課題内容 =>
提供文で、YMSC-MIEが行っている取り組みとして列挙されているものをすべて挙げなさい。

提供文 =>
####################

若者の精神医療をアウトリーチで支える三重県の取り組み

生活者ネットの「精神保健・労働」チーム視察より①

中高生のための授業関連グッズがおしゃれです

来年の都議選にむけて東京・生活者ネットワークでは先ごろ政策を発表し、その内容をさらに深めるため3コースの視察旅行が、夏休みを利用して企画されています。私は8月2・3日「精神保健・労働」のチームに参加しました。

精神保健・医療は、昨年11月議会で一般質問に採りあげた(こちら)こともあって、関心のあるテーマです。最初の視察先は、ベッド数400という精神科の単科病院、「三重県立こころの医療センター」内で取り組まれている若者対象の事業「ユースメンタルサポートセンター(YMSC)MIE」。

精神疾患は、10代から20代の若い時期に発症しながら初期の段階で見逃されてしまうことの多い、それゆえに重症化、深刻化する病気です。この問題を解決するには、早いうちに病気を見つけ医療につなぐ以外にありません。

こうして2008年に設立されたYMSC-MIEは、若い患者対象のワンストップサービスをめざし相談、家族支援、自殺予防のカリキュラム作成、学校現場へのアウトリーチ(多職種チームによる訪問支援)、就学支援、地域の医療機関との連携、…など考えられるあらゆる取り組みがなされています。

医師である院長、精神保健福祉士、看護師、臨床心理士など多職種のスタッフが交代で説明してくださったことに、この事業の特徴が表れています。

とくに印象深かったのは、中高生向けの精神保健授業です。私の議会質問では「中学生が学校で精神疾患について学ぶ機会を」という提案に対し、「学習指導要領にないから」という理由で「不要」と言わんばかりの答弁でした(こちら)が、この地でも教育委員会側の認識は同様で、実践が拡がらない難しさがあるようでした。

院内を案内してくれたスタッフから、ここは以前「高茶屋病院」といい「東の松沢か西の高茶屋か」といわれた精神科病院の「西の雄」と聞きました。その誇りと、日本の精神医療を牽引していこうという責任感、気概がどのスタッフからも感じ取れたことが深く心に残りました。

####################

提供情報 =>
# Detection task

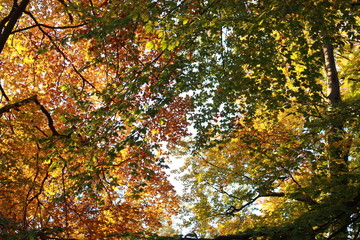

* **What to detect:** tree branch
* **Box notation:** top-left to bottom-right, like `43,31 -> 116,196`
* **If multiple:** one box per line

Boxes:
0,95 -> 60,136
11,23 -> 87,34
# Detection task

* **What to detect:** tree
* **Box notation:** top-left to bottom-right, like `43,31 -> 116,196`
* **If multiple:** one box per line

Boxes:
167,1 -> 359,239
0,0 -> 189,239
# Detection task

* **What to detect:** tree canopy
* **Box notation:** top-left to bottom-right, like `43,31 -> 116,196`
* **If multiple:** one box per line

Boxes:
0,0 -> 360,240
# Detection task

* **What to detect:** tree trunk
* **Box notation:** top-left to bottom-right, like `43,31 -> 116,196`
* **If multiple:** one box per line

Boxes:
323,43 -> 348,178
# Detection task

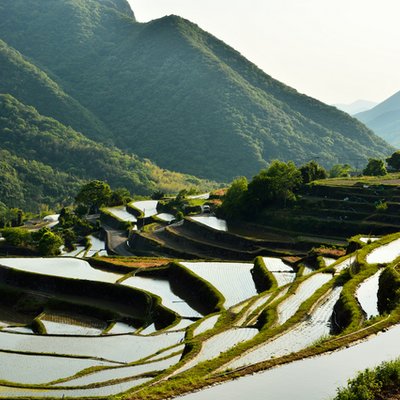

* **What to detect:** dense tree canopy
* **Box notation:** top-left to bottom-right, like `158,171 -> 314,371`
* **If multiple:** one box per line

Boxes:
363,158 -> 387,176
300,161 -> 328,183
75,180 -> 112,212
386,150 -> 400,171
0,0 -> 393,181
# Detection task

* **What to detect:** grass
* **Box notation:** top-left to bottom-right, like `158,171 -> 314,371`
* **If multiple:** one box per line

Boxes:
0,234 -> 400,400
334,358 -> 400,400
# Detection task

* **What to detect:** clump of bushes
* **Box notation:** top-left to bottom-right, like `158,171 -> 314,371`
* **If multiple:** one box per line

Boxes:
334,359 -> 400,400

####################

解答例 =>
・相談
・家族支援
・自殺予防のカリキュラム作成
・学校現場へのアウトリーチ(多職種チームによる訪問支援)
・就学支援
・地域の医療機関との連携